THE REQUEST:
Rewrite all of the data below as a numbered list with no blank lines, and leave out the pictures.

(Dataset rows)
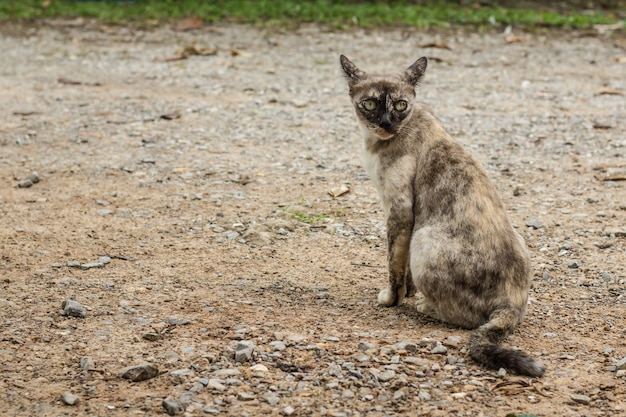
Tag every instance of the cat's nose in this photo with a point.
(385, 121)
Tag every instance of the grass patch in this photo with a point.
(337, 13)
(305, 218)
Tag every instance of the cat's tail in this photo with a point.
(484, 346)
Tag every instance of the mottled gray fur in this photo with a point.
(448, 234)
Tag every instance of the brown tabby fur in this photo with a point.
(447, 231)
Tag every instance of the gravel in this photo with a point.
(256, 285)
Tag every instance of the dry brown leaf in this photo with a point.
(187, 52)
(514, 39)
(193, 50)
(441, 45)
(339, 191)
(67, 81)
(610, 93)
(612, 177)
(235, 52)
(189, 23)
(170, 116)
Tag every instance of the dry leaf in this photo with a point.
(67, 81)
(339, 191)
(610, 93)
(514, 39)
(170, 116)
(235, 52)
(189, 23)
(187, 52)
(618, 176)
(192, 50)
(441, 45)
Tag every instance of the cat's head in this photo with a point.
(383, 102)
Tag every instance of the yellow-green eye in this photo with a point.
(400, 105)
(368, 105)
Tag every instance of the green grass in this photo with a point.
(338, 13)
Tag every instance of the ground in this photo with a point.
(191, 205)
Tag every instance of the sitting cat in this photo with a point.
(447, 231)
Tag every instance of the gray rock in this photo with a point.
(244, 396)
(388, 375)
(439, 350)
(25, 183)
(271, 398)
(73, 309)
(87, 363)
(407, 346)
(216, 384)
(278, 345)
(244, 355)
(534, 223)
(69, 399)
(227, 372)
(172, 407)
(574, 265)
(424, 396)
(34, 178)
(139, 372)
(399, 395)
(580, 399)
(365, 345)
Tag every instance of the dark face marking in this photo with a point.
(385, 108)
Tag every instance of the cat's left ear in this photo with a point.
(354, 74)
(413, 73)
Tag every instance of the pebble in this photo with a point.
(535, 224)
(102, 261)
(424, 396)
(439, 350)
(172, 407)
(87, 363)
(69, 399)
(365, 346)
(244, 396)
(259, 368)
(580, 399)
(139, 372)
(278, 345)
(407, 346)
(573, 265)
(399, 395)
(73, 309)
(216, 384)
(387, 375)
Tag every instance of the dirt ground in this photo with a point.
(187, 205)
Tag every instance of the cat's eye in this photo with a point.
(368, 105)
(400, 105)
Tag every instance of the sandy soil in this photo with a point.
(186, 205)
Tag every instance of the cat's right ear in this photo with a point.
(352, 72)
(413, 73)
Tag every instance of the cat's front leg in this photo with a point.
(399, 226)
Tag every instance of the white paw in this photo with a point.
(386, 298)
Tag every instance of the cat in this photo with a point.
(448, 235)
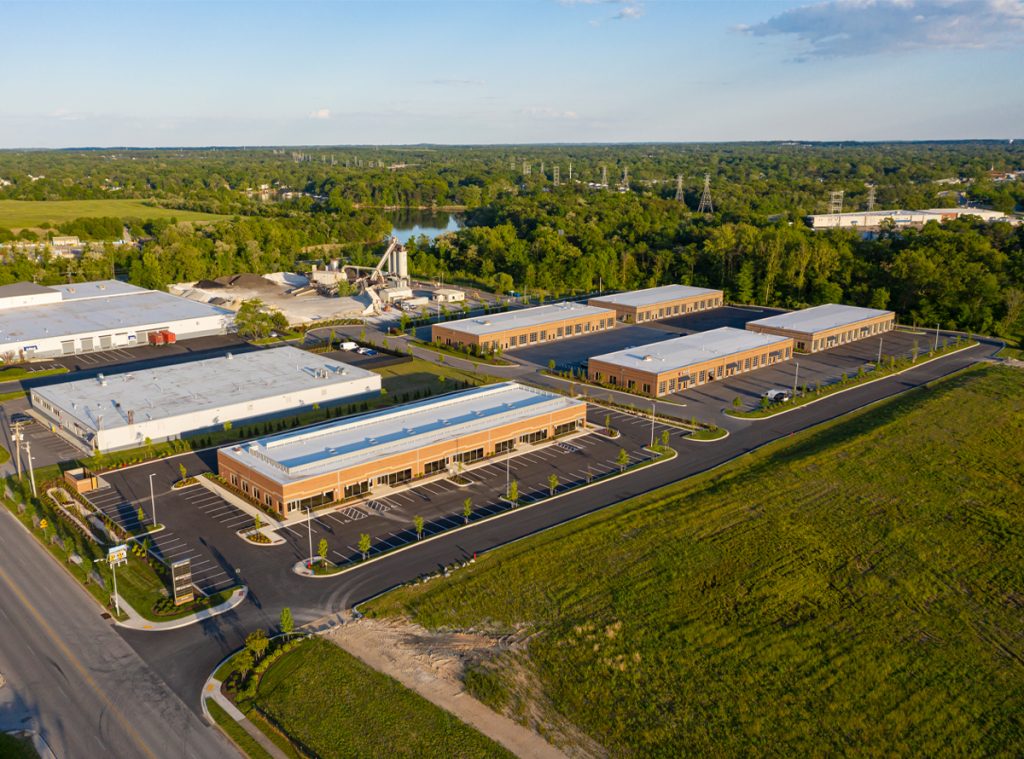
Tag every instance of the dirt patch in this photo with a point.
(432, 664)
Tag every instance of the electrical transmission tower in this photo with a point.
(836, 202)
(706, 205)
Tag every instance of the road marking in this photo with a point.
(83, 672)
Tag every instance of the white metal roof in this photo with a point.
(347, 443)
(827, 317)
(655, 295)
(536, 317)
(86, 313)
(183, 388)
(680, 352)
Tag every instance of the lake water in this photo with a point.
(411, 223)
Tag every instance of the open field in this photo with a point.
(338, 707)
(19, 214)
(856, 588)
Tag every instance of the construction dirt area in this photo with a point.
(289, 293)
(431, 663)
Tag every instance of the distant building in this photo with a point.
(658, 302)
(120, 411)
(676, 365)
(824, 327)
(64, 320)
(875, 219)
(518, 329)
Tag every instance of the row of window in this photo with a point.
(687, 379)
(676, 309)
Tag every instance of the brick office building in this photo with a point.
(673, 366)
(349, 458)
(518, 329)
(658, 302)
(826, 326)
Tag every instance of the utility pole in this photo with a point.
(153, 500)
(32, 473)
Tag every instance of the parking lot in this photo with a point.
(388, 519)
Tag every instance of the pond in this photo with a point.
(410, 222)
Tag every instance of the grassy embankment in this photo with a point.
(856, 588)
(31, 214)
(401, 382)
(335, 706)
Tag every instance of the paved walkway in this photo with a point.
(212, 690)
(136, 621)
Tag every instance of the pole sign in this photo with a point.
(181, 582)
(117, 555)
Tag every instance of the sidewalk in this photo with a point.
(212, 690)
(135, 621)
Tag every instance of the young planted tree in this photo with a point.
(287, 622)
(365, 544)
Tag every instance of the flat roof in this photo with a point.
(820, 318)
(680, 352)
(24, 288)
(654, 295)
(182, 388)
(346, 443)
(535, 317)
(88, 314)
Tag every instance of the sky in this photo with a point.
(181, 73)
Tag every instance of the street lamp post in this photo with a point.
(153, 500)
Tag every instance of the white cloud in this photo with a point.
(549, 113)
(849, 28)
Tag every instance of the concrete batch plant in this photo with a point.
(524, 327)
(64, 320)
(120, 411)
(658, 302)
(672, 366)
(350, 458)
(824, 327)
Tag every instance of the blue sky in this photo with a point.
(517, 71)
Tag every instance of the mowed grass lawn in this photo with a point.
(855, 590)
(336, 706)
(18, 214)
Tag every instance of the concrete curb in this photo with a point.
(847, 389)
(137, 622)
(493, 517)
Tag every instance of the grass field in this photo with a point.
(338, 707)
(855, 589)
(18, 214)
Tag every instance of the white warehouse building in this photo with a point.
(120, 411)
(64, 320)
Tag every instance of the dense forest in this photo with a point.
(525, 232)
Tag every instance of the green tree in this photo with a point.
(257, 642)
(365, 544)
(287, 623)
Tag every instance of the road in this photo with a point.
(73, 679)
(185, 657)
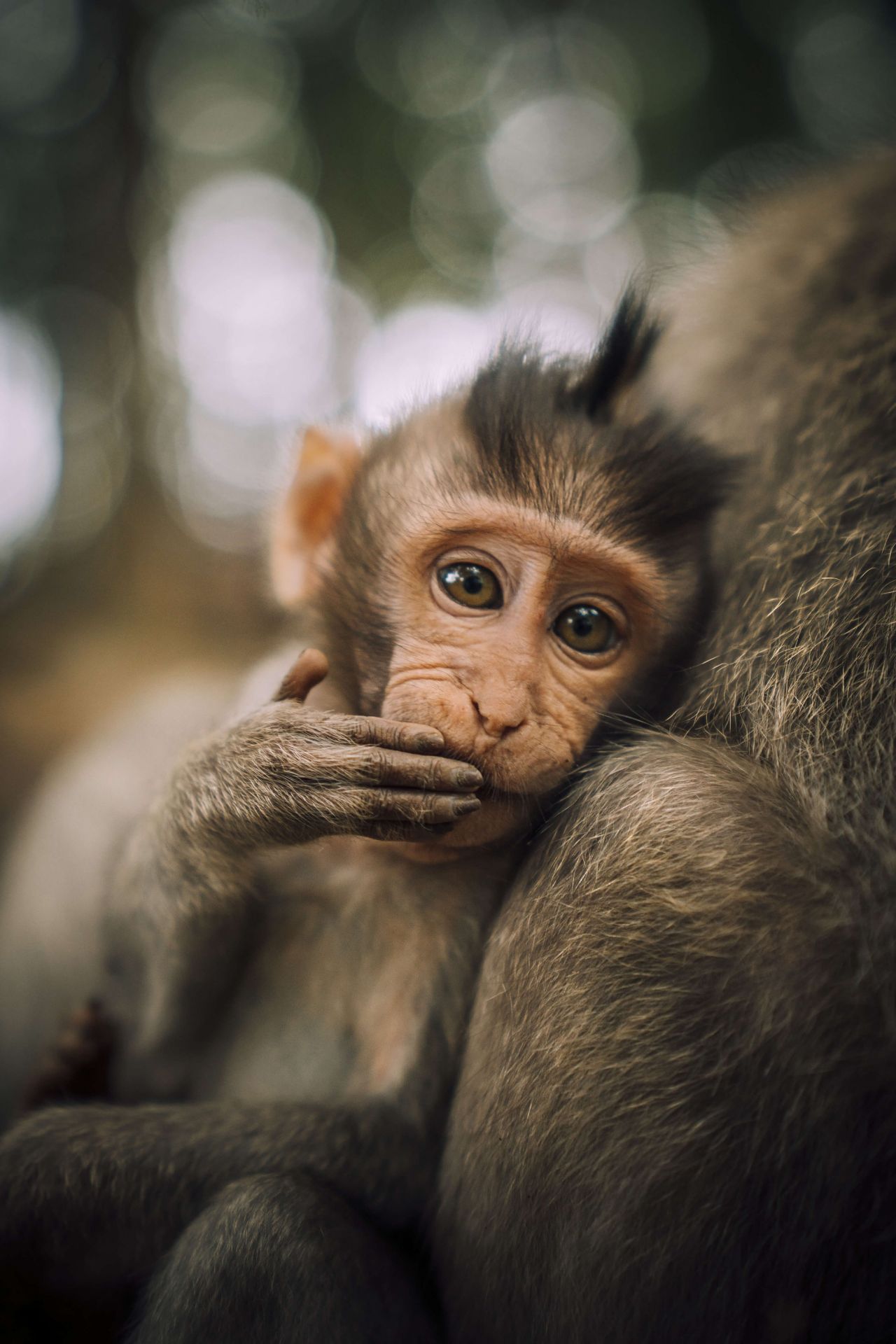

ANSWER TO THE EXERCISE:
1. Tag every instance of the cat's nose in this photo with a point.
2. (385, 121)
3. Tag every instance of the grass patch in this photo with a point.
4. (337, 13)
5. (305, 218)
6. Tag every instance of the cat's tail in this photo with a point.
7. (484, 346)
8. Tag every instance of the mottled gray fur in this photo with a point.
9. (448, 234)
10. Tag every instance of the brown tabby fur in this photo with a point.
11. (447, 231)
12. Tag every instance of the gravel in this photo with a point.
13. (256, 285)
14. Tag every instance of the dry brown leaf in this photo with a point.
15. (187, 52)
16. (514, 39)
17. (193, 50)
18. (441, 45)
19. (339, 191)
20. (67, 81)
21. (610, 93)
22. (612, 177)
23. (235, 52)
24. (189, 23)
25. (170, 116)
26. Tag every instance of the dry leaf in this photo with a point.
27. (67, 81)
28. (339, 191)
29. (610, 93)
30. (514, 39)
31. (170, 116)
32. (235, 52)
33. (189, 23)
34. (187, 52)
35. (618, 176)
36. (192, 50)
37. (441, 45)
38. Tag every instance of the cat's head in this photo with a point.
39. (383, 102)
40. Tag every instance of the yellow-green eye in this photo with a point.
41. (400, 105)
42. (368, 105)
43. Tag every instance of the green grass in this photo with a point.
44. (338, 13)
45. Tag every instance of the ground in this photo with a point.
46. (191, 205)
47. Tag every instance of the sitting cat in this photo with a point.
48. (447, 231)
49. Tag every instance of the gray rock in this photo with a point.
50. (244, 396)
51. (388, 375)
52. (439, 350)
53. (25, 183)
54. (271, 398)
55. (73, 309)
56. (87, 363)
57. (407, 346)
58. (216, 384)
59. (278, 345)
60. (244, 355)
61. (534, 223)
62. (69, 399)
63. (227, 372)
64. (172, 407)
65. (574, 265)
66. (424, 396)
67. (34, 178)
68. (139, 372)
69. (399, 395)
70. (580, 399)
71. (365, 345)
72. Tag every instance of the dark face marking in this photo with a point.
73. (385, 108)
74. Tag every instance of the cat's left ear in this photo with a point.
75. (354, 74)
76. (413, 73)
77. Tag every instance of the pebble in this photo with a point.
78. (535, 224)
79. (102, 261)
80. (424, 396)
81. (439, 350)
82. (172, 407)
83. (87, 363)
84. (69, 399)
85. (365, 346)
86. (244, 396)
87. (259, 368)
88. (580, 399)
89. (139, 372)
90. (278, 345)
91. (407, 346)
92. (573, 265)
93. (399, 395)
94. (73, 309)
95. (216, 384)
96. (387, 375)
97. Tag every instance of the dirt ground in this photo with a point.
98. (187, 205)
99. Tag every instance of the cat's eye in this photo with a point.
100. (368, 105)
101. (400, 105)
102. Tag every instance of the sandy soil in this photo with a point.
103. (186, 205)
104. Tag every instance of the cat's right ear in this photo with a point.
105. (352, 72)
106. (413, 73)
107. Tag every instance of the cat's front leg in this photo with a point.
108. (399, 226)
109. Tag every instance of the white paw in this photo with a point.
110. (386, 298)
111. Tag every instance of the cat in this photo with a point.
112. (448, 235)
113. Tag every instance of the dirt patch in this photo with a point.
114. (432, 664)
115. Tag every instance of the electrical transmission tower in this photo with a point.
116. (836, 202)
117. (706, 205)
118. Tag every instance of the road marking in this photo with a point.
119. (83, 672)
120. Tag every instance of the white metal roof in this photo with a point.
121. (347, 443)
122. (827, 317)
123. (655, 295)
124. (536, 317)
125. (86, 313)
126. (183, 388)
127. (680, 352)
128. Tag every instance of the lake water in this photo with a point.
129. (411, 223)
130. Tag every instance of the open field in this photo with a point.
131. (338, 707)
132. (19, 214)
133. (856, 588)
134. Tag every instance of the construction dirt area in this photo with a point.
135. (289, 293)
136. (431, 663)
137. Tag every instance of the distant building in this photo with a point.
138. (658, 302)
139. (120, 411)
140. (676, 365)
141. (824, 327)
142. (64, 320)
143. (875, 219)
144. (518, 329)
145. Tag every instance of the row of window in this photo with a point.
146. (687, 379)
147. (676, 309)
148. Tag every instance of the brick office building in this photo with a point.
149. (673, 366)
150. (349, 458)
151. (518, 329)
152. (658, 302)
153. (826, 326)
154. Tag every instance of the utility pole in this photo with a point.
155. (153, 500)
156. (32, 473)
157. Tag every instance of the parking lot in this photo with a point.
158. (388, 519)
159. Tag every instance of the pond in this photo with a point.
160. (410, 222)
161. Tag every instance of the grassy embankment in this photo with a point.
162. (856, 588)
163. (31, 214)
164. (401, 382)
165. (335, 706)
166. Tag every instance of the paved walkway in this photo with a point.
167. (212, 690)
168. (136, 621)
169. Tag every instance of the pole sign in this photo with a point.
170. (181, 582)
171. (117, 555)
172. Tag every instance of the sidewalk in this photo with a point.
173. (212, 690)
174. (135, 621)
175. Tag every instance of the young planted tree in this photo with a point.
176. (287, 622)
177. (365, 544)
178. Tag every instance of the flat roof in this photo with a point.
179. (820, 318)
180. (680, 352)
181. (24, 288)
182. (654, 295)
183. (182, 388)
184. (346, 443)
185. (535, 317)
186. (88, 314)
187. Tag every instance of the sky in this photo with a point.
188. (181, 73)
189. Tag every instance of the street lamp post in this photo with a point.
190. (153, 500)
191. Tag every instance of the white cloud in this photo with a point.
192. (549, 113)
193. (849, 28)
194. Tag every instance of the concrete batch plant in this photo with a point.
195. (524, 327)
196. (64, 320)
197. (120, 411)
198. (658, 302)
199. (672, 366)
200. (350, 458)
201. (824, 327)
202. Tag every instance of the blue sky in this photo with a point.
203. (517, 71)
204. Tag every instance of the mowed grass lawn in this photo with a point.
205. (855, 590)
206. (336, 706)
207. (18, 214)
208. Tag every instance of the concrete curb in this photo with a point.
209. (847, 389)
210. (137, 622)
211. (493, 517)
212. Tag every instance of the grass field in this photo with a point.
213. (338, 707)
214. (855, 589)
215. (18, 214)
216. Tag every instance of the white warehouse building in this photo with a point.
217. (120, 411)
218. (64, 320)
219. Tag every instance of the dense forest in this photo with a point.
220. (525, 232)
221. Tag every instance of the green tree in this photo with a point.
222. (257, 642)
223. (365, 544)
224. (287, 623)
225. Tag every instance of the road in this photo with a point.
226. (73, 679)
227. (185, 657)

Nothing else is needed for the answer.